Image annotation data
++++++++++

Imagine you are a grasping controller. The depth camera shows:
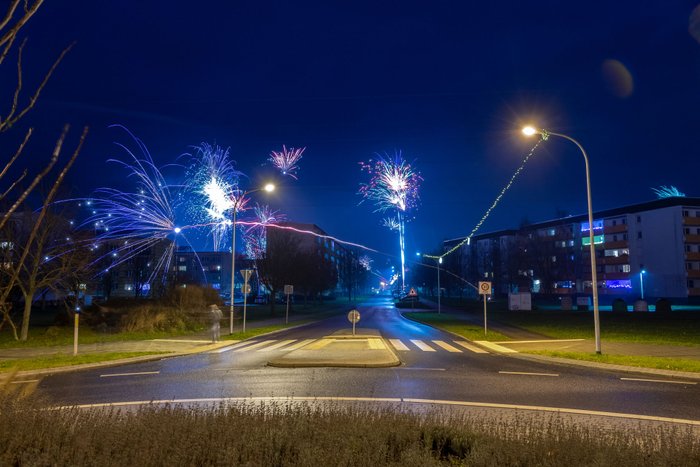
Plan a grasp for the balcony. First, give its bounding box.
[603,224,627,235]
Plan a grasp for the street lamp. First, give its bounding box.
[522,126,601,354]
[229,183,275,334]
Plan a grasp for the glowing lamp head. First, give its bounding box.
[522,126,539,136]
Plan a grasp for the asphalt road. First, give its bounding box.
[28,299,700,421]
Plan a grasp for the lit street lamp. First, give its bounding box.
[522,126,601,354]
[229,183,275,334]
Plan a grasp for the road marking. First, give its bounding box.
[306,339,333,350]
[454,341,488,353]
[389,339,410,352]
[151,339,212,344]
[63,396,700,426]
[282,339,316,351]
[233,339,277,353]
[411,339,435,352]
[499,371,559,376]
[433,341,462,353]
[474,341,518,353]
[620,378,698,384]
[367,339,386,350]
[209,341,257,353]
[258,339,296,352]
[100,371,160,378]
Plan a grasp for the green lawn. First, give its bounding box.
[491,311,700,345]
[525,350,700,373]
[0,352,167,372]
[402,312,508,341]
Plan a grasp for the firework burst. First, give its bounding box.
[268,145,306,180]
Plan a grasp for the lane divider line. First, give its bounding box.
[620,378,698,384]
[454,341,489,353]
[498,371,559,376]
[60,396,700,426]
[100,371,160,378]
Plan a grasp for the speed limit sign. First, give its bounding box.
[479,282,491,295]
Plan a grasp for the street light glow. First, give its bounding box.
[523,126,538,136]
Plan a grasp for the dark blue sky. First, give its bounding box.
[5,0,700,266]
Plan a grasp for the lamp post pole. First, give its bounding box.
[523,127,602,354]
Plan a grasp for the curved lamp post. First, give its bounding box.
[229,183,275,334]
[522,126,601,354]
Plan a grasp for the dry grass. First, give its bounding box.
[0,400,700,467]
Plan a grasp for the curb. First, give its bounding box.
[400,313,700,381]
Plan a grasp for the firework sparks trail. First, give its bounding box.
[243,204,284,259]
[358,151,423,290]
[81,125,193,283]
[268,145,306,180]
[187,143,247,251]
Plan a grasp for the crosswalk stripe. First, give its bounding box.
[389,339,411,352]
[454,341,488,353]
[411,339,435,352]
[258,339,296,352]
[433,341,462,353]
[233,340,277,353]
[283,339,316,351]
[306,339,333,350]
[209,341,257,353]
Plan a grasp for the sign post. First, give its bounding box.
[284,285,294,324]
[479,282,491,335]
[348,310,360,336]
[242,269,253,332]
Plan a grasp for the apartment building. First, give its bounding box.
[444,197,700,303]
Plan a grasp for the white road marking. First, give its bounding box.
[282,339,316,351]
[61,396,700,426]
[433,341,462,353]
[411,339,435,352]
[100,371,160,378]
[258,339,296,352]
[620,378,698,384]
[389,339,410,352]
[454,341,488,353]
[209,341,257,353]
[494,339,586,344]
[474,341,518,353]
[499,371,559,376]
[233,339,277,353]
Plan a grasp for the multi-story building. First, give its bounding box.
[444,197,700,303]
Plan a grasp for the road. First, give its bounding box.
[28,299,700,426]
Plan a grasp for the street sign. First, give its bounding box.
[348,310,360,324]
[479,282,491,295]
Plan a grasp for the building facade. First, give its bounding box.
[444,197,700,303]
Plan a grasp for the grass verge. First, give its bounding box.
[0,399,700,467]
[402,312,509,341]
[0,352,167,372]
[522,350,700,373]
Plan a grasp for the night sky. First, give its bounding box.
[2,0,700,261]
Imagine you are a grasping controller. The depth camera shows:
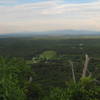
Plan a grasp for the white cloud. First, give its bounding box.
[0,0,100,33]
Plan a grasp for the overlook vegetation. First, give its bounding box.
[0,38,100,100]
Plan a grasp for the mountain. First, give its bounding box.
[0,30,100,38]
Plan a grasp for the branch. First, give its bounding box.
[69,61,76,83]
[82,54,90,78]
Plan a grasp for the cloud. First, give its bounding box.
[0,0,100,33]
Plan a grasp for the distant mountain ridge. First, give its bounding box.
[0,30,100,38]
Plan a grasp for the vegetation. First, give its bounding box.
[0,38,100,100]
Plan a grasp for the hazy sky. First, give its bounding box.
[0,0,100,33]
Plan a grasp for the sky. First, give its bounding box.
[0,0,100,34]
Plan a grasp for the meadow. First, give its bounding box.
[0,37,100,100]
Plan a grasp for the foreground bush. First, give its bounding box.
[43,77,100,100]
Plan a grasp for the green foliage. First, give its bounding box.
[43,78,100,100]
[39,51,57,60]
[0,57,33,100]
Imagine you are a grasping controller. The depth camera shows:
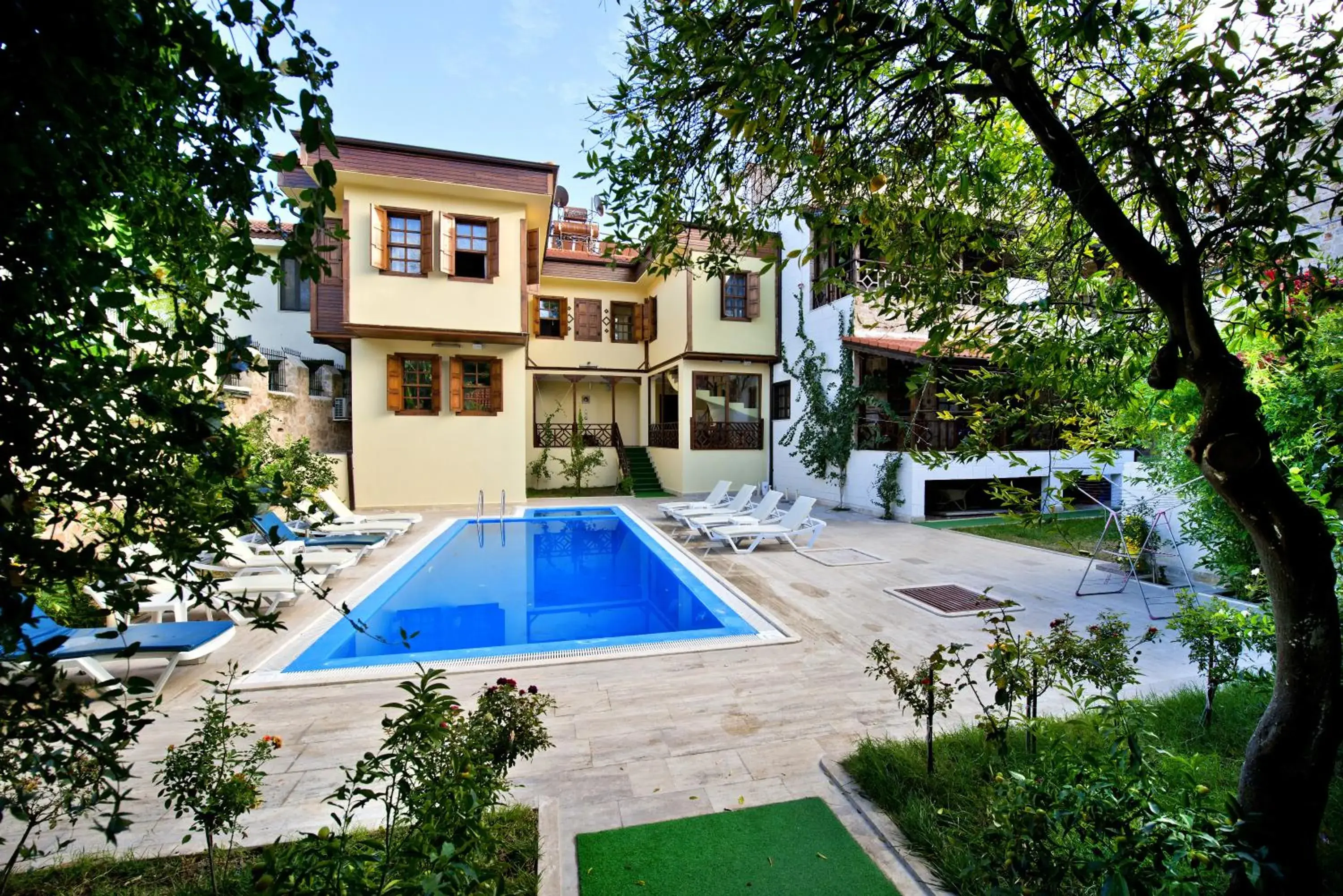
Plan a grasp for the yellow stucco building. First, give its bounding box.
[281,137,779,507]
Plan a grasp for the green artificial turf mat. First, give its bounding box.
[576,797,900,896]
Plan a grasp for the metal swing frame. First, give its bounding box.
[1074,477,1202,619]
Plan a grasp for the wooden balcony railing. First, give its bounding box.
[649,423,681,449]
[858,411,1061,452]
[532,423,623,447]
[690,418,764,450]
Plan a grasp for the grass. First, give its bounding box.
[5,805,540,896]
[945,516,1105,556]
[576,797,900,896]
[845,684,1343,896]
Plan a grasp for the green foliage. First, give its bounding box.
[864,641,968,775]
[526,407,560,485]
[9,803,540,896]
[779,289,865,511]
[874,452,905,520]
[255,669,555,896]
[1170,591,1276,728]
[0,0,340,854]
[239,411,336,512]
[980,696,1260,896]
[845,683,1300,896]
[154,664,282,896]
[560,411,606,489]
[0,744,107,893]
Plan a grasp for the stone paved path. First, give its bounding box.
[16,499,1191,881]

++++++++++

- Task requirements:
Reproduce the material verbatim, from the line containing "Plan a grasp for the asphalt" down to the line containing "[523,127,602,354]", including both of those lines.

- Written response:
Plan a grasp for the asphalt road. First, give its bounding box.
[28,299,700,421]
Plan a grasp for the lit street lamp. First, give its bounding box.
[522,126,601,354]
[229,183,275,334]
Plan a grasp for the road marking. First, give its bounding box.
[306,339,333,350]
[454,341,488,353]
[389,339,410,352]
[151,339,212,344]
[63,396,700,426]
[282,339,316,351]
[233,339,277,353]
[411,339,435,352]
[499,371,559,376]
[433,341,462,353]
[474,341,518,353]
[620,378,698,384]
[367,339,386,350]
[209,341,257,353]
[258,339,296,352]
[100,371,160,378]
Plan a grasp for the green lawn. First, give its bounding box.
[491,311,700,345]
[525,350,700,373]
[0,352,167,372]
[402,312,508,341]
Plan a grasp for the firework burst. First, give its bounding box.
[268,145,306,180]
Plan a grasp for the lane divider line. First, give its bounding box.
[620,378,698,384]
[454,341,489,353]
[498,371,559,376]
[60,396,700,426]
[100,371,160,378]
Plan a grasp for the speed limit sign. First, give its bounding box.
[479,282,491,295]
Plan a grasp for the street light glow. First, give its bounding box.
[523,126,538,136]
Plan a grasp for the dark blue sky. First, give its bounding box.
[5,0,700,266]
Plan a grasp for the lamp post pole. First, give its bounding box.
[523,127,602,354]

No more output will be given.